__PROVIDED TEXT__
Population (October 1, 2020)
- • Total: 36,602
- • Density: 4,890/km^{2} (12,700/sq mi)
- Time zone: UTC+9 (Japan Standard Time)
- Website: www.city.kyoto.lg.jp/higasiyama/

= Higashiyama-ku, Kyoto =

Higashiyama (東山区, Higashiyama-ku) is one of the eleven wards in the city of Kyoto, in Kyoto Prefecture, Japan.

== History ==
It was created in 1929 when it was split off from Shimogyō-ku. During the years 1931 to 1976 it also covered the area of present-day Yamashina-ku, which was an independent town until its merger into the city in 1931. The name literally means "Eastern Mountain District".

Due to the restrictions against urban development, the population inside the ward is continually decreasing. Higashiyama-ku has the lowest population of all the wards in Kyoto, and a disproportionate number of elderly people.

== Geography ==
Interposed between the Kamo River and the Higashiyama mountain range, Higashiyama-ku is roughly bounded by the Sanjō street in the north, and the Jūjō street in the south. Historically, this area lay outside the official boundaries of the city of Kyoto. The western part consists mainly of residential areas, whereas the eastern part is covered by forests. In the north, between the Kamo River and Higashi-oji street, there is a commercial district, and in the south there is a semi-industrial zone.

__DATASET__
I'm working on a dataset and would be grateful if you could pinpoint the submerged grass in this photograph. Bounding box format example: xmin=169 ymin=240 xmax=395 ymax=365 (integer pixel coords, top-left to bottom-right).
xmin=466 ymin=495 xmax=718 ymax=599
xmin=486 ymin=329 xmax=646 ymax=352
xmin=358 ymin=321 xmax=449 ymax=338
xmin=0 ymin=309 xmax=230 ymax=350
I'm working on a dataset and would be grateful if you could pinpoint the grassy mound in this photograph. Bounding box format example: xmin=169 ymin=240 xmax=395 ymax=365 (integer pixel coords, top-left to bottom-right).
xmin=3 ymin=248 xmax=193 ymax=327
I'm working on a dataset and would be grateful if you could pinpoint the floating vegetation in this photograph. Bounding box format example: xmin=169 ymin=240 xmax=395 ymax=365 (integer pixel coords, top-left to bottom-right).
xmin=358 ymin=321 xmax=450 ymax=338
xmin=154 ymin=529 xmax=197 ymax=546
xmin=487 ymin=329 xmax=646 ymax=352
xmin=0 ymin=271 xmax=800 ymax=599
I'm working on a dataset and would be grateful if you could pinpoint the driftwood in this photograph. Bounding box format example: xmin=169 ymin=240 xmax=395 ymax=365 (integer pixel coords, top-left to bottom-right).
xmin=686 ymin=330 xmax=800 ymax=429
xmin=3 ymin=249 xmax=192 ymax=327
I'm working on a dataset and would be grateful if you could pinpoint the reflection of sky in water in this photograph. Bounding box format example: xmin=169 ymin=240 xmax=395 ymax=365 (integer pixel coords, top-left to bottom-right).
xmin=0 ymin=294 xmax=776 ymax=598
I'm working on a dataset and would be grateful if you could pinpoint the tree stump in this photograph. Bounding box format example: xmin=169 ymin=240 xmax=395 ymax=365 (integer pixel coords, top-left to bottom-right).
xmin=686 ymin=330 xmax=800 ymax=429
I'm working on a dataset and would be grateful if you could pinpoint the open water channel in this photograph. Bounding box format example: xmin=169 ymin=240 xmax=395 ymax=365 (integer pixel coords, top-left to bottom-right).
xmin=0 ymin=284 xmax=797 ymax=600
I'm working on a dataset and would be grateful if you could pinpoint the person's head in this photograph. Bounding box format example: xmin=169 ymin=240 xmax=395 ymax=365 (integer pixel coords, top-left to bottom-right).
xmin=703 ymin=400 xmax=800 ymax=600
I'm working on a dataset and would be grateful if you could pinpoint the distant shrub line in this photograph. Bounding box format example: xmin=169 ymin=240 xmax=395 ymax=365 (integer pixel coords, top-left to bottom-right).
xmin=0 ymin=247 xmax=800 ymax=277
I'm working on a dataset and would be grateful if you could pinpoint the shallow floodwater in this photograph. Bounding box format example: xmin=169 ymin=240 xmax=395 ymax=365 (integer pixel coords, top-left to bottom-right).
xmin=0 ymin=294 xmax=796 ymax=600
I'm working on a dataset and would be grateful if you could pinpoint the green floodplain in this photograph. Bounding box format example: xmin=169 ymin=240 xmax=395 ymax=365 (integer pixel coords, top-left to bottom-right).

__INSTRUCTIONS__
- A) List every street named in the text on Higashiyama-ku.
- B) Continue the text on Higashiyama-ku from where it stops.

__TASK RESPONSES__
- A)
Sanjō street
Jūjō street
Higashi-oji street

- B)
== Sights ==
Many of the locations central to the development of 15th-century Japanese culture known as Higashiyama Bunka are found here or in Sakyō-ku. Both the entertainment district of Gion in front of Yasaka Shrine, and the area around the stone-paved roads Ninenzaka and Sannenzaka that lead up to the World Heritage Kiyomizu Temple, enjoy protected status to preserve the traditional style buildings. Other temples and shrines in the ward include Tōfuku-ji, Kennin-ji, Kōdai-ji, and Sanjūsangen-dō.

The Kyoto National Museum is also located inside Higashiyama-ku, as well as the Namikawa Cloisonne Museum.

== Education ==
- Kacho College
- Kyoto International Junior and Senior High School (Educational Foundation Kyoto International School)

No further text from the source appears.